TASK REQUIREMENTS: Quote the entries below from the line with "strawberry logo graphic." through the line with "the satellite dish.", both ends included, and only those lines.

MATERIAL SUPPLIED:

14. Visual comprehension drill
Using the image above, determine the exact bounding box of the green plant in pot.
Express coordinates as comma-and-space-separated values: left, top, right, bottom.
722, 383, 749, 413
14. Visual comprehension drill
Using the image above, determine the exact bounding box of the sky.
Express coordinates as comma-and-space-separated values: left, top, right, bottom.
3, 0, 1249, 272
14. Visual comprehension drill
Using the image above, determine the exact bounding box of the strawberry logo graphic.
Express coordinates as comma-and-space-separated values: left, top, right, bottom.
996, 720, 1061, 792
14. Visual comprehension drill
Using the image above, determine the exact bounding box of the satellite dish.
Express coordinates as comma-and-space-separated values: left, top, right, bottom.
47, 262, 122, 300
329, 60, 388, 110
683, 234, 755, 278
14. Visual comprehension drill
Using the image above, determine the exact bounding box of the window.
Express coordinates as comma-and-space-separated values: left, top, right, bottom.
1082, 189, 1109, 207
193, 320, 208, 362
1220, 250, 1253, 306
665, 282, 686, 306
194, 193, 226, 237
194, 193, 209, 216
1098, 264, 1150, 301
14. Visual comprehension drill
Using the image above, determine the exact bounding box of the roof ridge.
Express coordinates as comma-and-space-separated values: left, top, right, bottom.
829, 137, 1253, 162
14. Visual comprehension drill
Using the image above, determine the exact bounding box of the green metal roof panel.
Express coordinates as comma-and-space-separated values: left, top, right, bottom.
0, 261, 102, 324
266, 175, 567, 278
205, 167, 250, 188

RESULT:
Using the image above, determine the exact bounding box of the strawberry logo graphic.
Express coordinates as comma-and-space-separated values: left, top, right, bottom.
996, 720, 1061, 792
14. Visual comprehension drill
Using the image above, determine the exact bounding box of the satellite dish.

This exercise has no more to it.